- **What is asked**: Render the records below as a Markdown table with a Number column for the row number and a Line column for each line. Leave out blank lines and pictures.

═════ Records shown ═════

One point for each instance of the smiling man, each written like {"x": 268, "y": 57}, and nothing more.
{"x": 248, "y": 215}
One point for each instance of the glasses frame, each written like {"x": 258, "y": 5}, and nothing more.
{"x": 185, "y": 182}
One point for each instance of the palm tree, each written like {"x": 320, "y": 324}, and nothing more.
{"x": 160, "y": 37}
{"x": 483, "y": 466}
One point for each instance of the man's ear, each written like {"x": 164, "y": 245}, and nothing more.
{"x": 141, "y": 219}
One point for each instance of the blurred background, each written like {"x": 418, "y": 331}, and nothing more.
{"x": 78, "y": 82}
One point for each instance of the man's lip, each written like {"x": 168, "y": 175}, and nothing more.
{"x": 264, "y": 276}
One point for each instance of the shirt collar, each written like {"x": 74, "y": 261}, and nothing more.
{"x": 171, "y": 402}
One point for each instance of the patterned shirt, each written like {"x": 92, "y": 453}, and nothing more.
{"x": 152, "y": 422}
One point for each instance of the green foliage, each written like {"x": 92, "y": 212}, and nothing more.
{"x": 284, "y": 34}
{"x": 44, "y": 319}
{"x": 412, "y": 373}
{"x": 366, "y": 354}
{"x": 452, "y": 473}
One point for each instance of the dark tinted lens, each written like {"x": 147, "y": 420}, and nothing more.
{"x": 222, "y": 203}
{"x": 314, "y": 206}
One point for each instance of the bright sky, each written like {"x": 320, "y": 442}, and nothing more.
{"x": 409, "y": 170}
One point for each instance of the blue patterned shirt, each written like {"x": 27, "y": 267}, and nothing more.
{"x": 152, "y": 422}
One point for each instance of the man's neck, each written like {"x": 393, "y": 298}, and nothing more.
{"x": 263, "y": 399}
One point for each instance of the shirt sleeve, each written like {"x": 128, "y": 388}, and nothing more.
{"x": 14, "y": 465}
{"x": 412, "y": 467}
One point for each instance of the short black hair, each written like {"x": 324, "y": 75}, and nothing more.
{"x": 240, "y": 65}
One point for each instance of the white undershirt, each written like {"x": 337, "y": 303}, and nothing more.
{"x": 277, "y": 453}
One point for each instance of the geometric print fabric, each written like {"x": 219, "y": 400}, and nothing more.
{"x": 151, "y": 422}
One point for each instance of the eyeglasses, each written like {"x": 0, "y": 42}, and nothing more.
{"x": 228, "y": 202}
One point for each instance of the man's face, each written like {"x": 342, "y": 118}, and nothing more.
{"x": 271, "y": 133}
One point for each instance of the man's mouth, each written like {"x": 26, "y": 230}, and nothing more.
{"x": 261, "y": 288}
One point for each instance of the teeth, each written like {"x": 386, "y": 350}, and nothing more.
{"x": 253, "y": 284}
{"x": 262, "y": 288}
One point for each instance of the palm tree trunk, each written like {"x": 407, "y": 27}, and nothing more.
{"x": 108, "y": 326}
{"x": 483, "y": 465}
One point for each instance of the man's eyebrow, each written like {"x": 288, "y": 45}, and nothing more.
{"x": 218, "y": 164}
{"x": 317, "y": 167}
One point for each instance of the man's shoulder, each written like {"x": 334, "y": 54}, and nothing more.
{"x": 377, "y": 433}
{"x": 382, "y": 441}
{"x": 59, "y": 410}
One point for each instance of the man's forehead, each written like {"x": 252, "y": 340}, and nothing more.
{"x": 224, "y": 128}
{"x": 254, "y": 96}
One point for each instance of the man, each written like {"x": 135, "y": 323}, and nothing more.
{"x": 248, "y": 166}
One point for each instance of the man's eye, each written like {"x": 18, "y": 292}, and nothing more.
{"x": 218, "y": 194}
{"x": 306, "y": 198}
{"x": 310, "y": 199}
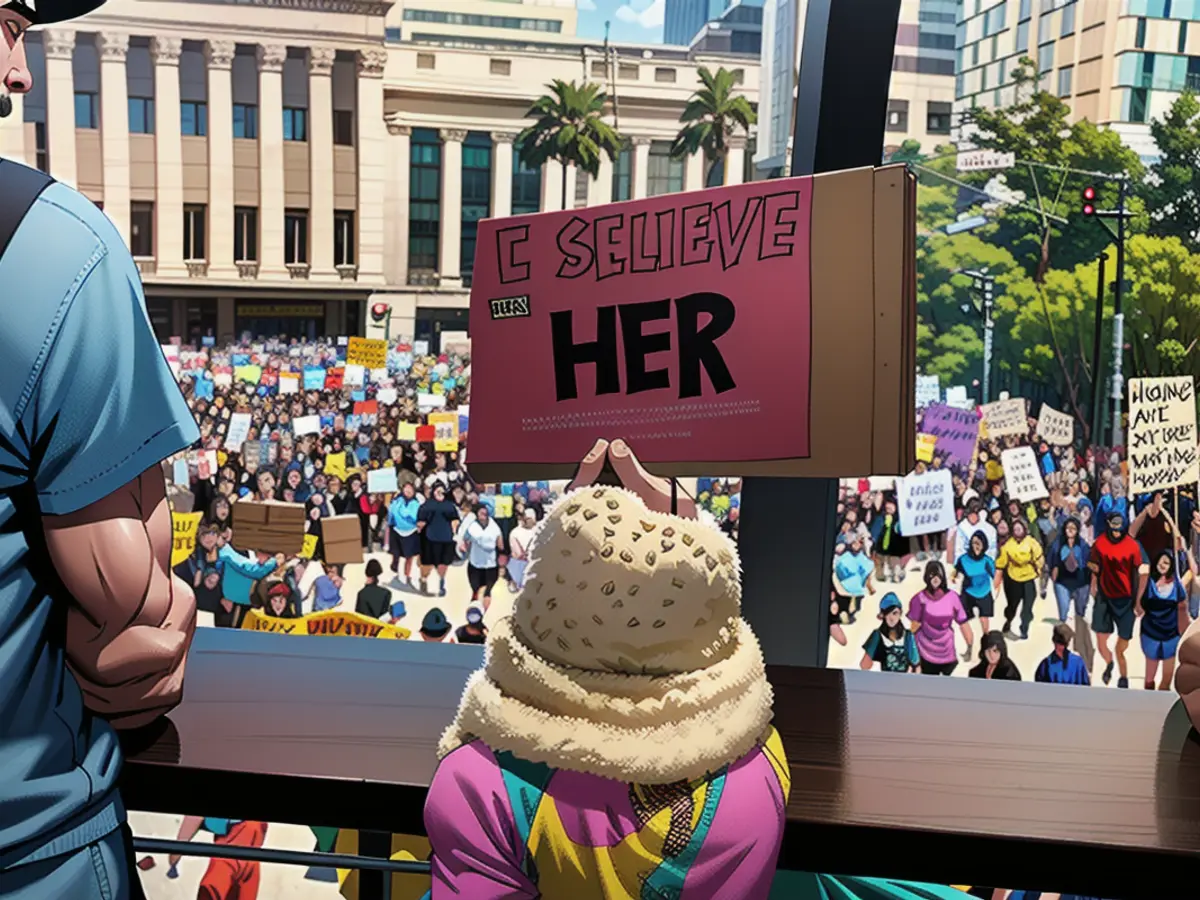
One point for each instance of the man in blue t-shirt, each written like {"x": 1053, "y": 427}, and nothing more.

═════

- **Output of the exercise**:
| Number | Line |
|---|---|
| 1 | One point for each instance of the smiling man, each written like {"x": 268, "y": 57}, and nothing more. |
| 2 | {"x": 248, "y": 215} |
| 3 | One point for each instance of the glasses frame, each written like {"x": 258, "y": 5}, and nothing more. |
| 4 | {"x": 185, "y": 182} |
| 5 | One point for each instance of the palm tree, each written like {"x": 320, "y": 324}, and nothing more. |
| 6 | {"x": 160, "y": 37} |
| 7 | {"x": 483, "y": 466} |
| 8 | One point for each instance of the man's ear, each written like {"x": 164, "y": 245}, and nothing more. |
| 9 | {"x": 141, "y": 219} |
| 10 | One point for each instance of the blurred background, each written like {"x": 418, "y": 331}, and nothing more. |
| 11 | {"x": 78, "y": 82} |
| 12 | One point for each instance of the man's lip, each written like {"x": 168, "y": 175}, and nothing more. |
| 13 | {"x": 264, "y": 276} |
| 14 | One point for each instance of the shirt collar, each written like {"x": 74, "y": 261}, and nothing more. |
| 15 | {"x": 171, "y": 402} |
| 16 | One point for each instance of the patterned shirt, each written like {"x": 92, "y": 453}, and nothing more. |
| 17 | {"x": 152, "y": 422} |
| 18 | One point for each instance of the green foliage, each written like {"x": 92, "y": 212}, and nothing more. |
| 19 | {"x": 284, "y": 34} |
| 20 | {"x": 44, "y": 319} |
| 21 | {"x": 412, "y": 373} |
| 22 | {"x": 366, "y": 354} |
| 23 | {"x": 452, "y": 473} |
| 24 | One point for each instance of the dark tinted lens, each written like {"x": 147, "y": 420}, and nothing more. |
| 25 | {"x": 222, "y": 203} |
| 26 | {"x": 314, "y": 206} |
| 27 | One point for each instance of the bright sky, each written like {"x": 320, "y": 442}, and nothing more. |
| 28 | {"x": 409, "y": 170} |
| 29 | One point for each instance of the blue patterned shirt, each written like {"x": 27, "y": 267}, and nothing more. |
| 30 | {"x": 152, "y": 422} |
| 31 | One point for each instance of the man's neck, each written like {"x": 393, "y": 298}, and nothing more. |
| 32 | {"x": 263, "y": 399} |
| 33 | One point for each instance of the shirt sleeve, each written like {"x": 128, "y": 388}, and nothing more. |
| 34 | {"x": 14, "y": 465} |
| 35 | {"x": 412, "y": 467} |
| 36 | One point for each instance of the short black hair, each written like {"x": 324, "y": 75}, and nothing more. |
| 37 | {"x": 240, "y": 65} |
| 38 | One point for each instance of the white undershirt, each written like {"x": 337, "y": 303}, and nothing more. |
| 39 | {"x": 277, "y": 453} |
| 40 | One point for each instance of the geometric print fabric, each written like {"x": 219, "y": 400}, and nothing more. |
| 41 | {"x": 151, "y": 422} |
| 42 | One point for each instance of the eyeglasses, each written like {"x": 0, "y": 42}, and nothing more. |
| 43 | {"x": 228, "y": 202} |
| 44 | One point for each instance of the man's face, each written like {"x": 342, "y": 118}, and nothing more. |
| 45 | {"x": 271, "y": 133} |
| 46 | One point for each instance of the man's mouth, each written like {"x": 26, "y": 230}, and nothing more. |
| 47 | {"x": 261, "y": 288} |
| 48 | One point for each instance of the teeth, each written like {"x": 386, "y": 350}, and nothing more. |
| 49 | {"x": 253, "y": 284} |
| 50 | {"x": 262, "y": 288} |
| 51 | One point for each instance of the palm tree trunk, each written like {"x": 407, "y": 27}, and nothing more. |
| 52 | {"x": 108, "y": 326} |
| 53 | {"x": 483, "y": 465} |
| 54 | One point for each instance of the man's eyebrow, each written like {"x": 288, "y": 45}, and nothing more. |
| 55 | {"x": 218, "y": 164} |
| 56 | {"x": 317, "y": 167} |
| 57 | One point for each instance of the man's shoulder, each written like {"x": 334, "y": 54}, and nothing more. |
| 58 | {"x": 377, "y": 433} |
| 59 | {"x": 382, "y": 441} |
| 60 | {"x": 59, "y": 410} |
| 61 | One point for each instance of the man's forehead, each written like {"x": 252, "y": 340}, and nothing more. |
| 62 | {"x": 224, "y": 128} |
| 63 | {"x": 254, "y": 96} |
| 64 | One point for each instance of the man, each written like {"x": 135, "y": 323}, and nothing more. |
| 65 | {"x": 248, "y": 166} |
| 66 | One point for each instance of the man's eye, each written like {"x": 18, "y": 292}, and nothing more. |
| 67 | {"x": 218, "y": 194} |
| 68 | {"x": 306, "y": 198} |
| 69 | {"x": 310, "y": 199} |
| 70 | One point for each instance of the man in blue t-shirt, each written like {"x": 1053, "y": 427}, and nothing more. |